[Detection annotation records]
════════════════════
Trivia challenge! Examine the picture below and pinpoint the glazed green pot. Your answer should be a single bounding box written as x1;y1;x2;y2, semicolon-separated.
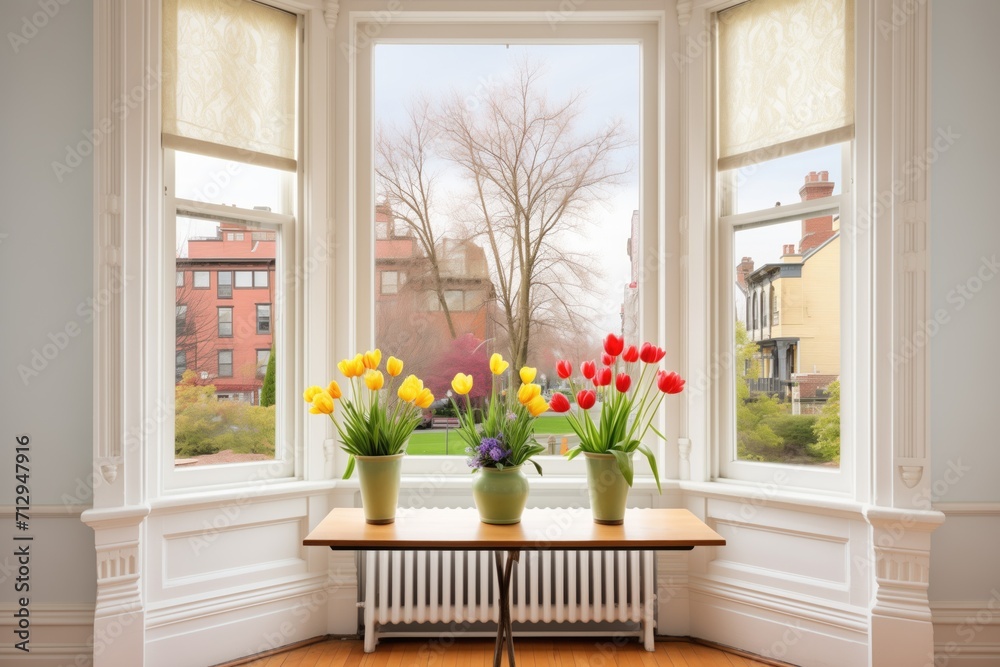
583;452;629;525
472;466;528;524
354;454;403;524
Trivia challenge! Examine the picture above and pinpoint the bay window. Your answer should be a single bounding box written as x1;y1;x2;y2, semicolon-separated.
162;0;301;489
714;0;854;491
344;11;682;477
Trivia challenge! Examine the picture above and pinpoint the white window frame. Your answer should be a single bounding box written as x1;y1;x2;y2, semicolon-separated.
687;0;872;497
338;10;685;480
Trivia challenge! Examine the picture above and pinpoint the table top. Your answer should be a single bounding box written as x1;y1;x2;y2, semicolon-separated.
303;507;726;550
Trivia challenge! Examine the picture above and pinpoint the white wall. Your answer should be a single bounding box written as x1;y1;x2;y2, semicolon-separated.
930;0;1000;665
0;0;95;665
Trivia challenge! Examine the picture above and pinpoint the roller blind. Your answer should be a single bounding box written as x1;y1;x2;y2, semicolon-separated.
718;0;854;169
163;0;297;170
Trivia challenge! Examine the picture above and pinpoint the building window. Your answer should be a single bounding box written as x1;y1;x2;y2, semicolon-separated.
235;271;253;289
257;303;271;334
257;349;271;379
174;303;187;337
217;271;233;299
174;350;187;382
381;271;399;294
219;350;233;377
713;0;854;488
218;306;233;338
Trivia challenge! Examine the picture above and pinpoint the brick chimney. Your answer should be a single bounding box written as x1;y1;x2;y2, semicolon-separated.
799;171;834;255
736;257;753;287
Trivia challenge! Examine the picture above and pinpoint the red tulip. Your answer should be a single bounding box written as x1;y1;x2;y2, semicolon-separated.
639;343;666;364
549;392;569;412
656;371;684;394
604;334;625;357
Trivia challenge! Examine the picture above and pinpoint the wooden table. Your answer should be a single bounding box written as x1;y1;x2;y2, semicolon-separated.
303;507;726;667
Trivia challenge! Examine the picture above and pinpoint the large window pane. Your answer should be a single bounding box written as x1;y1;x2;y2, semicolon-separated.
════════════════════
Reproduce every one of the lines above word for word, omitting the pictures.

Trivia challenge! Examine the picture below and pinpoint the glazed green pot. Your answer should be a single bounding box written as x1;y1;x2;y2, semicolon-separated.
583;452;629;525
472;466;528;524
354;454;403;524
Trivia challenge! Examine the picture above and pinpoint the bay window. Your answer should be a single bounding box written as x1;y1;x2;y2, semicolon-separated.
162;0;301;489
714;0;854;491
344;11;682;477
Trivia challenge! Examine the picture above and pinpoint the white window frame. Your answer should be a single bounding box written as x1;y1;x2;y2, semicolon-separated.
687;0;872;497
338;10;685;480
Trivia challenge! Examine the picture above and pinpoint the table top. Your answer should be a single bounding box written as x1;y1;x2;y2, semicolon-separated.
303;507;726;550
Trivia challenge! Examine the picture above and pinpoint the white wall. Your answer should be a single bounding box written as x1;y1;x2;y2, semicolon-separated.
930;0;1000;665
0;0;95;665
Trivia challenge! Examine the picture above and pinpoint the roller blind. Your answer should be a single bounding box written as x1;y1;x2;y2, semicolon-separated.
718;0;854;169
163;0;297;170
Trivia challenge! Examine the picture above and pinpoint the building window. Your answer should be a single bounding box written as x1;y1;x2;y2, semicolon-separated.
235;271;253;289
257;303;271;334
257;349;271;379
174;303;187;337
217;271;233;299
174;350;187;382
381;271;399;294
219;350;233;377
713;0;854;488
218;306;233;338
Trivia challenge! Examine the picture above and pinpoint the brick chimney. Your answer should be a single bounding box written as x1;y1;x2;y2, semicolon-separated.
799;171;834;255
736;257;753;287
Trivia challenge! Examine the picture above and pinpoint the red tulip. Your answer should be a single bounding box written as x1;y1;x2;y2, semicolon-separated.
639;343;666;364
549;392;569;412
656;371;684;394
604;334;625;357
Trivia challenge! Examine the picture above and pinpoint the wooden table. Your answer should be a single bounding box written as x1;y1;x2;y2, semicolon-separated.
303;507;726;667
Trivia challenge! Examine the picture above and pinpoint the large window pane. Your answer should be a single bounding box written as x1;y1;x2;y2, semicolon-separated.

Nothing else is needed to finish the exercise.